In the rows below, convert the lines into a numbered list, starting with the line that contains "Please locate the bush" and continuing through the line that contains "Please locate the potted", both included. Omit any blank lines.

> [Records supplied]

## Begin

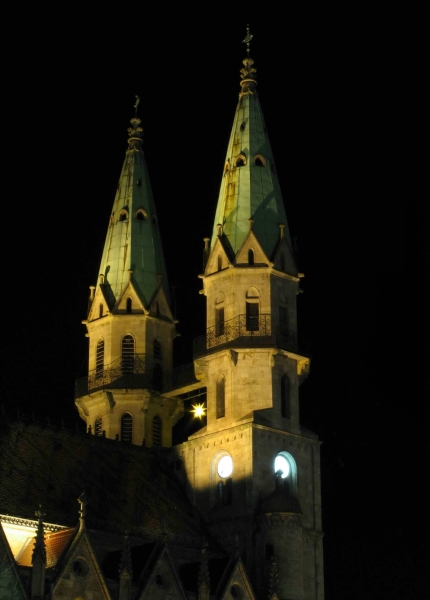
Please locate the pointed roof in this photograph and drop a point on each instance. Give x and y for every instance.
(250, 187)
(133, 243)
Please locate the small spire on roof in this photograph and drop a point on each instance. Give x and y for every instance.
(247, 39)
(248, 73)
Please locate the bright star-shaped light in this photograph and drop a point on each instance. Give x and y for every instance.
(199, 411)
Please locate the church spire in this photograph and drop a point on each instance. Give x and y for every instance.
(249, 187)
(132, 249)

## End
## Begin

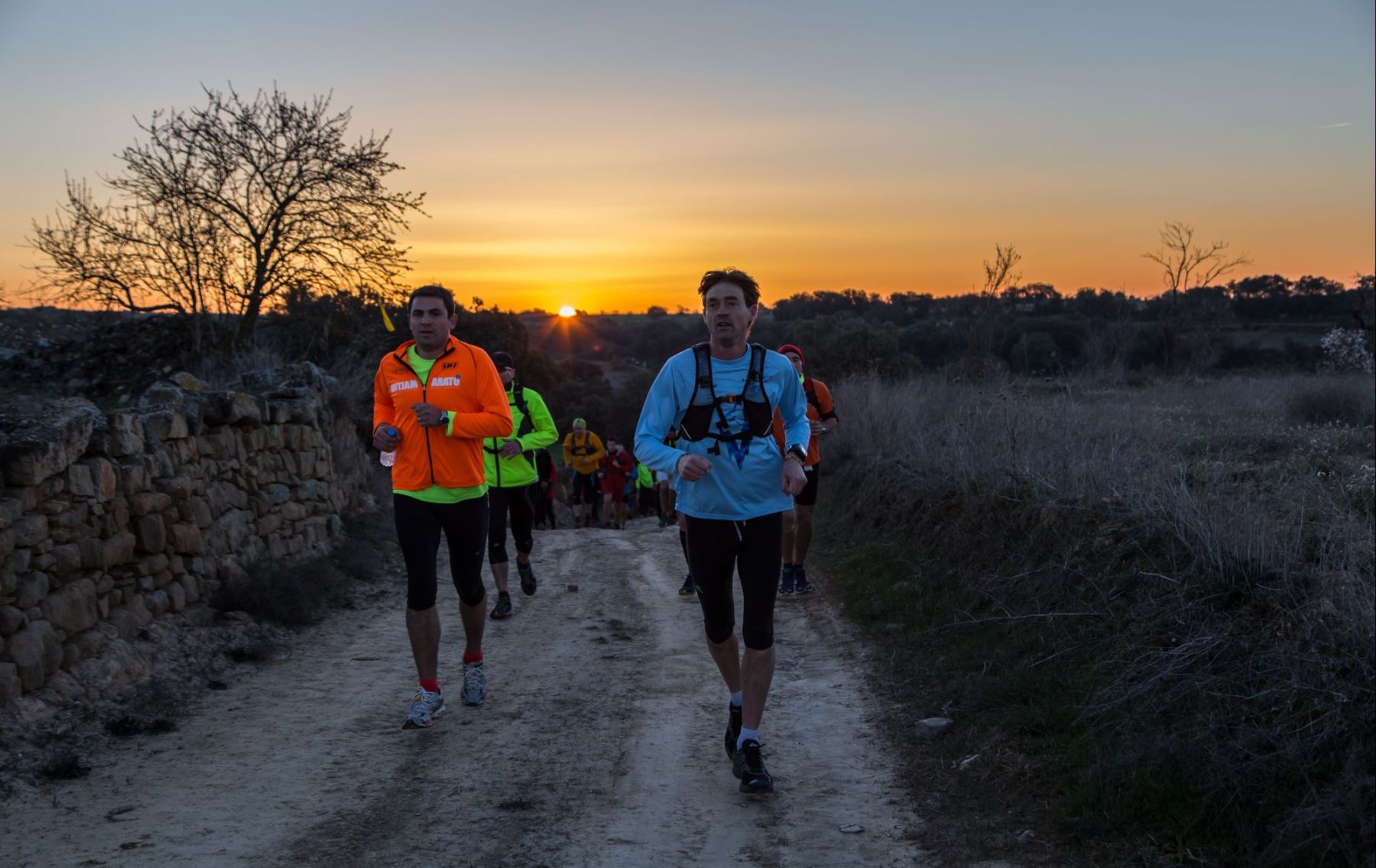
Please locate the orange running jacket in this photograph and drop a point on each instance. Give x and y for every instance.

## End
## Begin

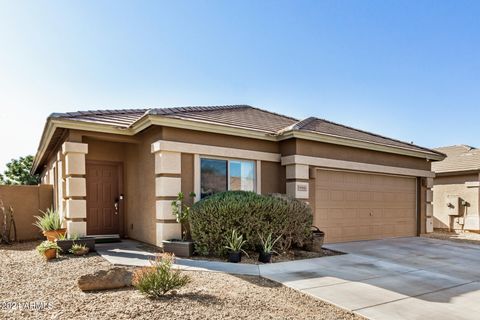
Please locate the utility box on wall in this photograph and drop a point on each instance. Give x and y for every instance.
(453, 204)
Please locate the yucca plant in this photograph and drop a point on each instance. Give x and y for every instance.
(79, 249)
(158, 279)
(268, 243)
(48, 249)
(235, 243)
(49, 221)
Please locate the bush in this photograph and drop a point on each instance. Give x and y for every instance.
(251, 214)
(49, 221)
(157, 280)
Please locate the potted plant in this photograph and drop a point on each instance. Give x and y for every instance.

## End

> [Solution to this problem]
1. Please locate the bush in this photograph and drop a point on each instance. Give x and y for every instance.
2. (251, 214)
3. (49, 221)
4. (157, 280)
5. Please locate the potted plant in this photograph and drop a point on each instance. Give x and y for every instance.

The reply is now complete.